[Stored data entries]
-.-.-

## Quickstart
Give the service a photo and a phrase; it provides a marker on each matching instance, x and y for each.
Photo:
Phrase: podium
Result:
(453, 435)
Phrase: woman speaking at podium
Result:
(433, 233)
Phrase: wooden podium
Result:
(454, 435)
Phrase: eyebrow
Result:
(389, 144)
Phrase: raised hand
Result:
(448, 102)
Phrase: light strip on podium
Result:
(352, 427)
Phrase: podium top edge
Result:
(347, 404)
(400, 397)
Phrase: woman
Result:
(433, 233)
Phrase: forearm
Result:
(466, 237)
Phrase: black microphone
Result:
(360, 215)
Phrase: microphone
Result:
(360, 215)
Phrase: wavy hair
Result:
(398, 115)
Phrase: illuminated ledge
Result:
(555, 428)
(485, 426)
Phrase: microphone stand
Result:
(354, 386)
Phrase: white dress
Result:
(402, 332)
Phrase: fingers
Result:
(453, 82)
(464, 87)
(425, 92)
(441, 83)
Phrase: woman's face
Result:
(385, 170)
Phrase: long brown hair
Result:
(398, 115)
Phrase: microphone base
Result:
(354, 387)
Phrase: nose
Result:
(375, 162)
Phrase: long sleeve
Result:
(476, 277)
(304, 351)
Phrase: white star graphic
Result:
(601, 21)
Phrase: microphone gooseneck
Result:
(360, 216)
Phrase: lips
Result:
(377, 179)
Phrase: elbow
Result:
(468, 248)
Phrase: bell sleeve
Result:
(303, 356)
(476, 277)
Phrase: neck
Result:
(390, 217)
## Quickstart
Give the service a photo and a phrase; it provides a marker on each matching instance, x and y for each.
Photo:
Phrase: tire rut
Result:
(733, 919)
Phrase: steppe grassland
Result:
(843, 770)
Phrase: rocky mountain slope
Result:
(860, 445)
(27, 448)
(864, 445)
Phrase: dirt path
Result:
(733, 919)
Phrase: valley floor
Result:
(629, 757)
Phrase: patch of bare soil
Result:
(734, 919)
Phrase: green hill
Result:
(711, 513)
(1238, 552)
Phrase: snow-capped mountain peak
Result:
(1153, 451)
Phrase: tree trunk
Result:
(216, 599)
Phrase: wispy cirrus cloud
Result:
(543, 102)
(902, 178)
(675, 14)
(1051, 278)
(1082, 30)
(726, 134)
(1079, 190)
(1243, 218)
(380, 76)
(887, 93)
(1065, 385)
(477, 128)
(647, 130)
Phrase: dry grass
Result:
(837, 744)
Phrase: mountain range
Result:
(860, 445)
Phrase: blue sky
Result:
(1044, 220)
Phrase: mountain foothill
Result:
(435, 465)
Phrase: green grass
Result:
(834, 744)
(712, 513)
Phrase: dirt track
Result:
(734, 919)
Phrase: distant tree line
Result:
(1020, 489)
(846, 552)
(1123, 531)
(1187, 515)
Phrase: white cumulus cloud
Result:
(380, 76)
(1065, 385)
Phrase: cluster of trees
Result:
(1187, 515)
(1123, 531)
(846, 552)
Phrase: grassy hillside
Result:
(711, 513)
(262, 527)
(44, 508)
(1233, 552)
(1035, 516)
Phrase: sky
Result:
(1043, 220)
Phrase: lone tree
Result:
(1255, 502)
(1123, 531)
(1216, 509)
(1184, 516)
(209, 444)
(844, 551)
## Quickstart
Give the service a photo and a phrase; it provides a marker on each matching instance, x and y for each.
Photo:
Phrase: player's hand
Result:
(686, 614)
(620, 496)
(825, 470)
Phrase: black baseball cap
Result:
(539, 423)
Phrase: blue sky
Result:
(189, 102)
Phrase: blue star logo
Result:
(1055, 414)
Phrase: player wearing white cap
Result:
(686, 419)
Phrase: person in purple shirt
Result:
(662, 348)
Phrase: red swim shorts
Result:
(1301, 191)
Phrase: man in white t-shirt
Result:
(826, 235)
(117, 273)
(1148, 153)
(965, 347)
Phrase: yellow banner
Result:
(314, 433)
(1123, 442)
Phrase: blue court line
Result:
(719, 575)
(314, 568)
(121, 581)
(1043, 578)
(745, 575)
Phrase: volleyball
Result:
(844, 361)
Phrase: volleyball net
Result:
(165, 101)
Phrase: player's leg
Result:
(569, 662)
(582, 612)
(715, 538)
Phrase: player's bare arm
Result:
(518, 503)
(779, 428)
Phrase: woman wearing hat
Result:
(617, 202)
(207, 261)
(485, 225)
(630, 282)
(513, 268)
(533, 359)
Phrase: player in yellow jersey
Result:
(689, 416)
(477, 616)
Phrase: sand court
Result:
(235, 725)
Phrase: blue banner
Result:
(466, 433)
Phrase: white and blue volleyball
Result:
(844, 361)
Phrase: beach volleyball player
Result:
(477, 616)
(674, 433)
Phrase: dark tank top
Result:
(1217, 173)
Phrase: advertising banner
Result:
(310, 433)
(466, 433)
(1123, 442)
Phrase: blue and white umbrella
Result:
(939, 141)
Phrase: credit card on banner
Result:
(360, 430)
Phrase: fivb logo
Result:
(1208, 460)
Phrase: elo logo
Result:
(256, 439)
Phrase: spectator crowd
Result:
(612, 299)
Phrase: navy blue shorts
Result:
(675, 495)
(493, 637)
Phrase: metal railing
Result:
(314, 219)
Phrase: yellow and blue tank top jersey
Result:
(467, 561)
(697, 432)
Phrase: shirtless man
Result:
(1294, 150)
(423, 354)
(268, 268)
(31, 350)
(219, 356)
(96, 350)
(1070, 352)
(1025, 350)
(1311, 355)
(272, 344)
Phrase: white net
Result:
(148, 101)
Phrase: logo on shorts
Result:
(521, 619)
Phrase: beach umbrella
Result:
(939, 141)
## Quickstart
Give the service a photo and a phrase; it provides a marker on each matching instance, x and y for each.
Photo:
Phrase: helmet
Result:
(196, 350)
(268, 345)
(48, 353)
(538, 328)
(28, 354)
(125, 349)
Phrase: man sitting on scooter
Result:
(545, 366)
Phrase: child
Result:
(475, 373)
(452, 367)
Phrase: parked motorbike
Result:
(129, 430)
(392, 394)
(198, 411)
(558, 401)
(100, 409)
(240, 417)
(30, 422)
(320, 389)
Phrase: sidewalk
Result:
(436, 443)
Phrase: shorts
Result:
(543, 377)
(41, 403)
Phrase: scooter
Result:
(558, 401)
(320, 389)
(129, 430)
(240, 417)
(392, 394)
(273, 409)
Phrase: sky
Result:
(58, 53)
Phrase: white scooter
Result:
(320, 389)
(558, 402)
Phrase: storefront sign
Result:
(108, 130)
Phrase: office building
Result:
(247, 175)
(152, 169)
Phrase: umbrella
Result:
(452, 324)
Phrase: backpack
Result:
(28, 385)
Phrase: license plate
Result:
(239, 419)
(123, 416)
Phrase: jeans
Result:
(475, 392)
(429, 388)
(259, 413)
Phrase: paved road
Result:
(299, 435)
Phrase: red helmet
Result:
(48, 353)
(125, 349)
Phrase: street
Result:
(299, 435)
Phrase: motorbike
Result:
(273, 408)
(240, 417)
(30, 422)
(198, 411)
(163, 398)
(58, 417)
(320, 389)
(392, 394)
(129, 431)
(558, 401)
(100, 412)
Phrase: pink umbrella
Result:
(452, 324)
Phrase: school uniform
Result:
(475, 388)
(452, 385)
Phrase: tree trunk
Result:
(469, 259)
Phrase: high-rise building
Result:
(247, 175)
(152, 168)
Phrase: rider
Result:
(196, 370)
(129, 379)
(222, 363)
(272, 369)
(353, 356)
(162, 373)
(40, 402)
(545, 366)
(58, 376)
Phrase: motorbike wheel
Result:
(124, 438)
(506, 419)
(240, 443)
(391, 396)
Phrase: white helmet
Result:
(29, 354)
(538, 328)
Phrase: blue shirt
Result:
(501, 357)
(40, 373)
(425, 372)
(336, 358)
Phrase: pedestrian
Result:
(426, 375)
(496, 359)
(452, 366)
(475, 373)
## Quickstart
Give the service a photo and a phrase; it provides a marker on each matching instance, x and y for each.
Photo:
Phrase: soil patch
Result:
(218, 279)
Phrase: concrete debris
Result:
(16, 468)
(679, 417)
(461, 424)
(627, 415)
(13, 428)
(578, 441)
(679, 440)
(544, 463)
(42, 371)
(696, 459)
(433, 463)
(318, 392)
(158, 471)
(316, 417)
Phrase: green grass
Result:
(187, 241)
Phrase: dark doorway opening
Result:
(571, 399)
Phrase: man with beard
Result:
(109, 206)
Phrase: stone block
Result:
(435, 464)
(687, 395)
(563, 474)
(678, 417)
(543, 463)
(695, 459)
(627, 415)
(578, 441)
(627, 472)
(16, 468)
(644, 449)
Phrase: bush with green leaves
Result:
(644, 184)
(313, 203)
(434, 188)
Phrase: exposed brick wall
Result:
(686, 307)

-.-.-

- [Exercise goal]: Using the records above, gather all lines where the string "podium" is present.

- [Result of the exercise]:
Phrase: podium
Phrase: woman speaking at podium
Phrase: wooden podium
Phrase: light strip on podium
Phrase: podium top edge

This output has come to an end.